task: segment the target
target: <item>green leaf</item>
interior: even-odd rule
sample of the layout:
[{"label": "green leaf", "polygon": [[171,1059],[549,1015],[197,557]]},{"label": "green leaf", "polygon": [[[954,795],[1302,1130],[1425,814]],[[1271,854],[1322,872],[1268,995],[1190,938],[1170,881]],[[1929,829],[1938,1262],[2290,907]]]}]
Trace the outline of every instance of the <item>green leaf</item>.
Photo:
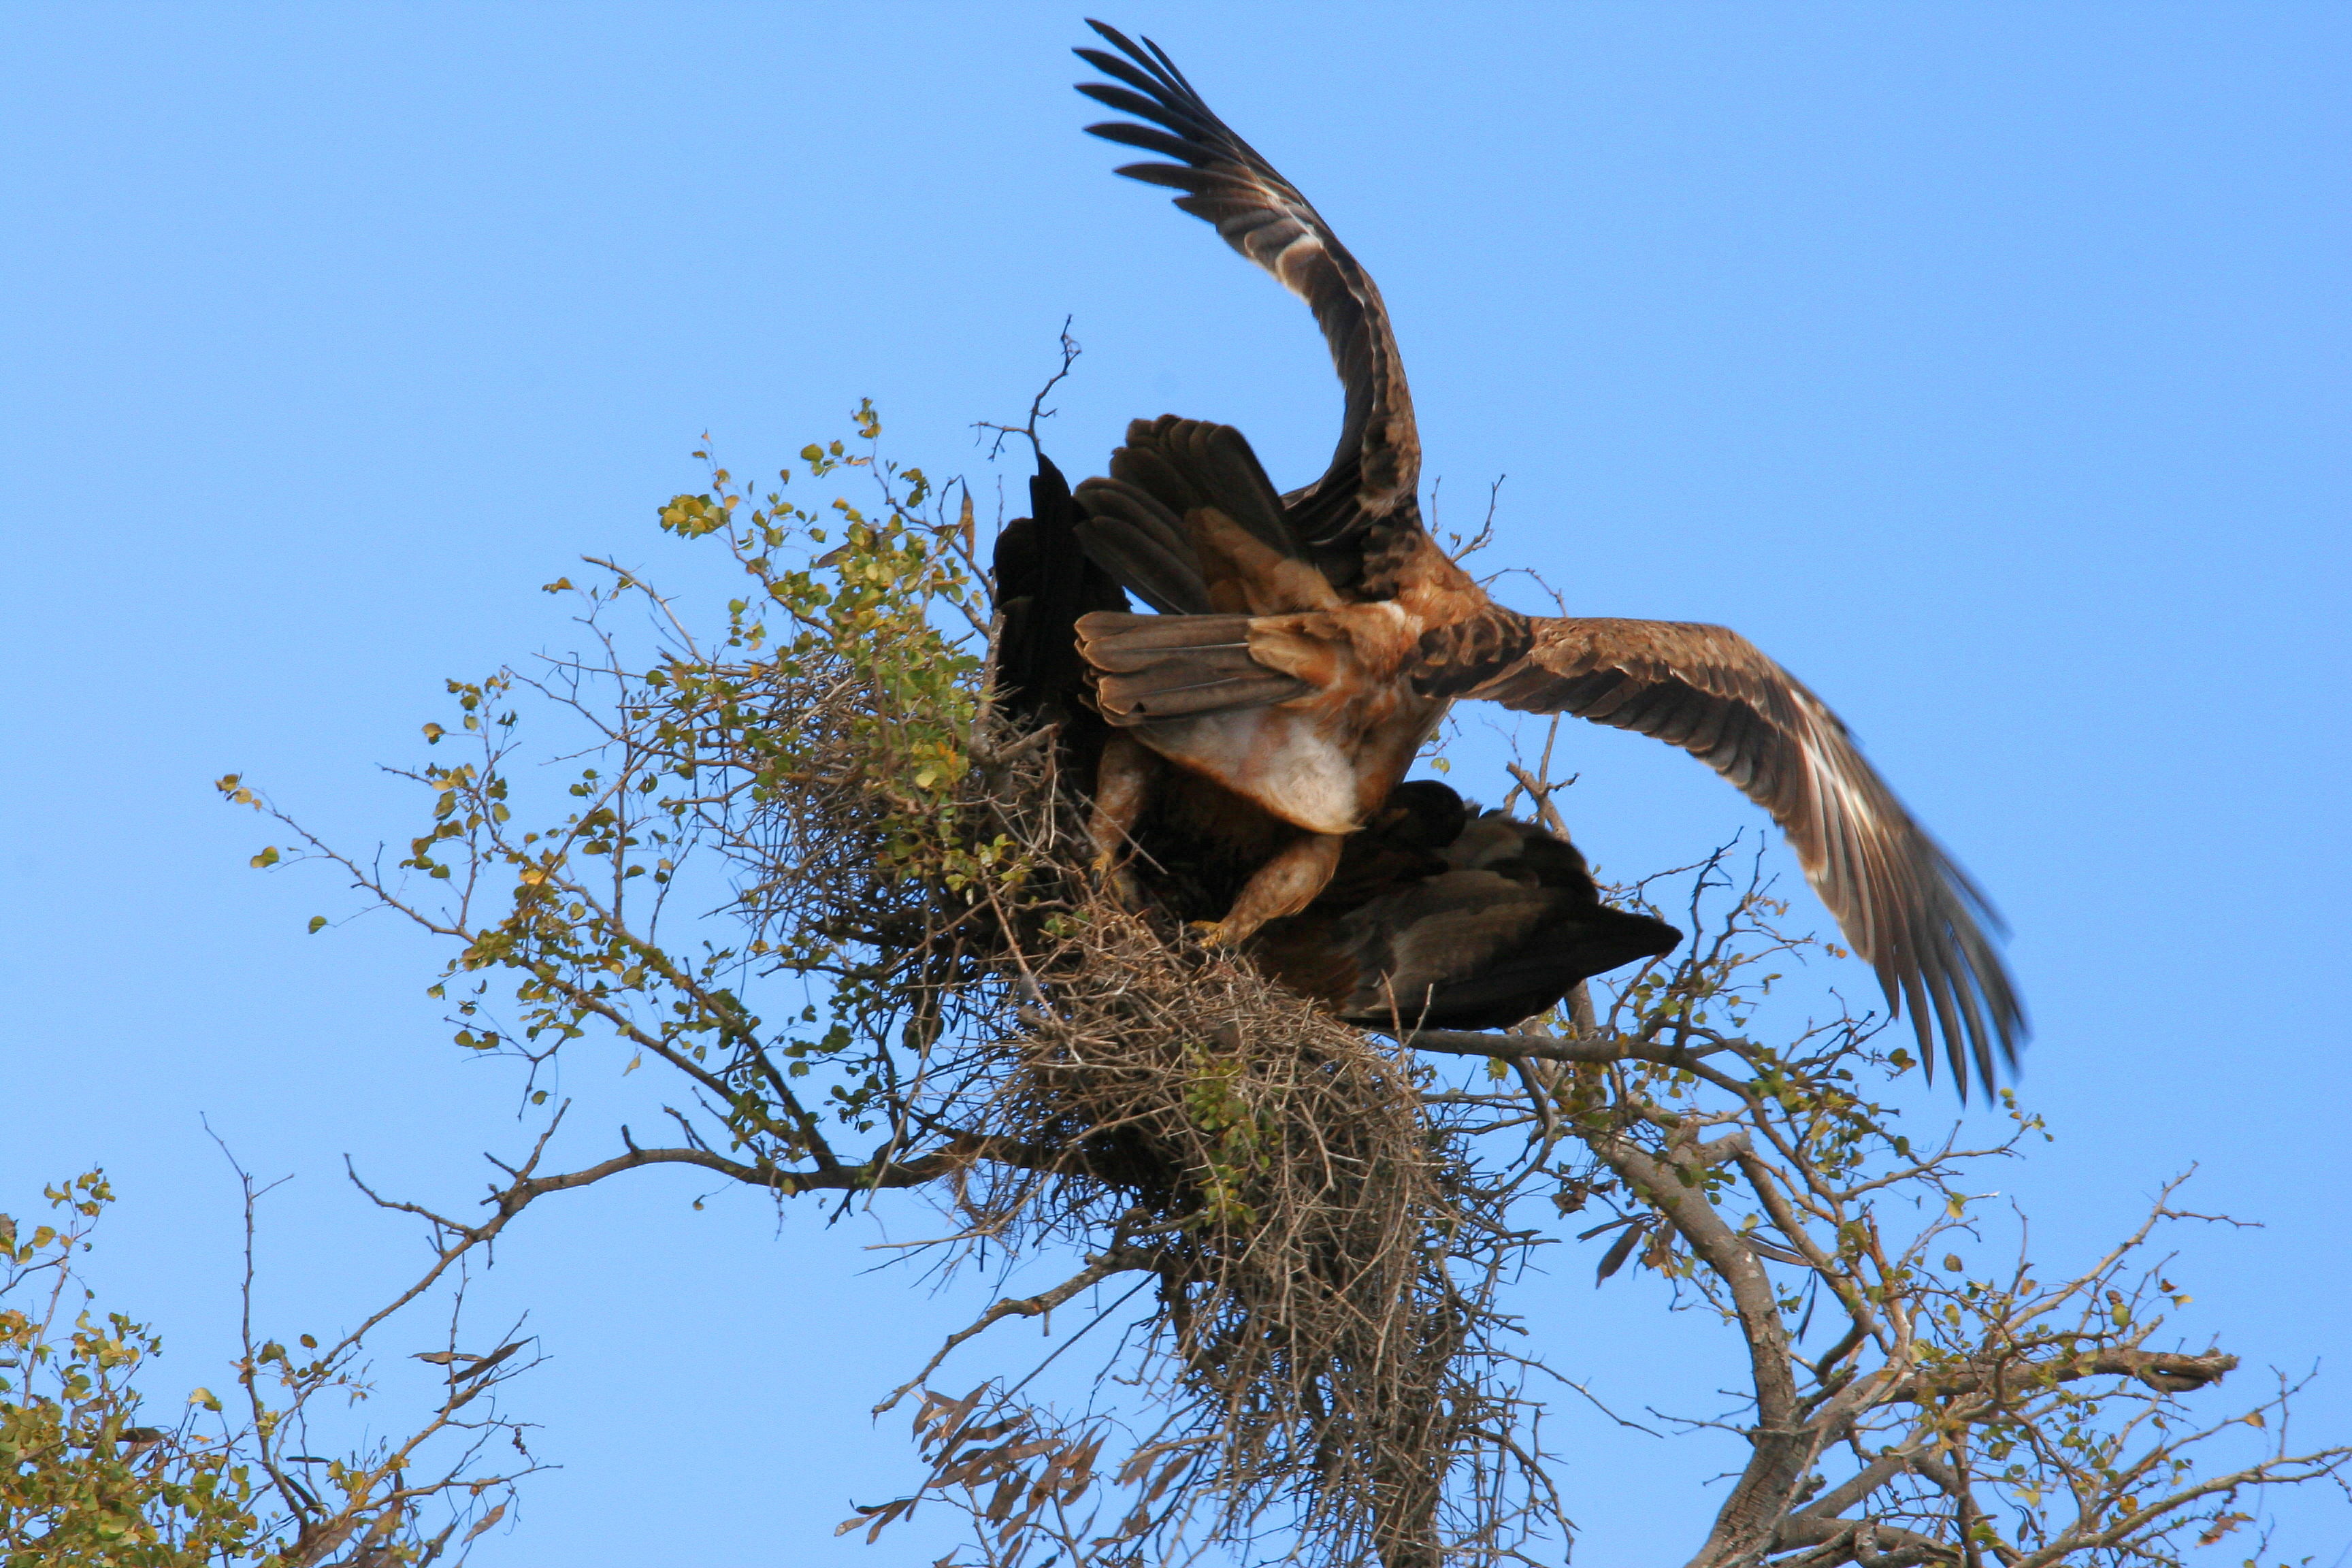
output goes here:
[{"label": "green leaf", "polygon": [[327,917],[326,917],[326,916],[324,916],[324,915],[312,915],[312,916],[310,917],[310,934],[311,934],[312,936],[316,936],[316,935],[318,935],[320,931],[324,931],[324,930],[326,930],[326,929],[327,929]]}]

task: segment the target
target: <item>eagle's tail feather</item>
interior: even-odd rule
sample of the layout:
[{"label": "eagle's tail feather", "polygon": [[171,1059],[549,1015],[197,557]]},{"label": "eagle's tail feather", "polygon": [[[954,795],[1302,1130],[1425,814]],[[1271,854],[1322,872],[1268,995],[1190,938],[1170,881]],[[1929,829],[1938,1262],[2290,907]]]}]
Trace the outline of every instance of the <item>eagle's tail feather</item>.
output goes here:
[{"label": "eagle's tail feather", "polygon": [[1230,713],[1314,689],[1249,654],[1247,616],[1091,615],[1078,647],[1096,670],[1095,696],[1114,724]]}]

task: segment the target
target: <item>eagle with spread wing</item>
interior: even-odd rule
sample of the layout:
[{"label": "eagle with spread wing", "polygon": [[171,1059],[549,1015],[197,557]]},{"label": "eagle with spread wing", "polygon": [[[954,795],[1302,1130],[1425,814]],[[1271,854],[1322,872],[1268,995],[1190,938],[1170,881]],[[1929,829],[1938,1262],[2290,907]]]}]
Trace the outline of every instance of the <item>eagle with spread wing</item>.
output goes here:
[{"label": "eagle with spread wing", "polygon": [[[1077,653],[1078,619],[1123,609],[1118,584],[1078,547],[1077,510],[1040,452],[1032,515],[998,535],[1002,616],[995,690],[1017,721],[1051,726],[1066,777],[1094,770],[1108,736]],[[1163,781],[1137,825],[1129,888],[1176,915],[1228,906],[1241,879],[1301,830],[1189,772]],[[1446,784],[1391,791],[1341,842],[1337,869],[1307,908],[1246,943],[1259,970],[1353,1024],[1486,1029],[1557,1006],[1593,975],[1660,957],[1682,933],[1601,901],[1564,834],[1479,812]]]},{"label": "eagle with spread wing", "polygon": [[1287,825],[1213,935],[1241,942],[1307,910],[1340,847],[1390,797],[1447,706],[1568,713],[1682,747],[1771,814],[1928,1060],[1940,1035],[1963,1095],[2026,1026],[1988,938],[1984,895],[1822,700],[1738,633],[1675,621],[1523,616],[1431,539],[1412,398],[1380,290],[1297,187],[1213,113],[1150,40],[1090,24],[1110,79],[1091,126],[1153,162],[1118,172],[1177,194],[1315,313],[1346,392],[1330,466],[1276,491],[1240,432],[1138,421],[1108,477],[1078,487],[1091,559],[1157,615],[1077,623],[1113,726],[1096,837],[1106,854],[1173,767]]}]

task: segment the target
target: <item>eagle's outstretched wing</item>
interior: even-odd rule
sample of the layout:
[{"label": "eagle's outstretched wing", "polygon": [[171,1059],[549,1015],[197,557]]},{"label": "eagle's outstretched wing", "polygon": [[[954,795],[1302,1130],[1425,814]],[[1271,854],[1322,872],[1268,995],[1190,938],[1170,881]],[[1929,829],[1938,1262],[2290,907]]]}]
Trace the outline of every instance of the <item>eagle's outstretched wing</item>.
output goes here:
+--
▶ **Work instructions**: Copy the records above exactly, please, but only from the first line through the line containing "Trace the outline of every instance of the <item>green".

▶ **Task answer**:
task: segment the target
target: <item>green leaf</item>
interior: even-odd rule
sample of the layout:
[{"label": "green leaf", "polygon": [[171,1059],[549,1015],[197,557]]},{"label": "green leaf", "polygon": [[[954,795],[1302,1130],[1425,814]],[[1271,854],[1322,872],[1268,995],[1190,938],[1170,881]],[[1929,829],[1938,1262],[2290,907]]]}]
Trace the outline of every instance of the <item>green leaf</item>.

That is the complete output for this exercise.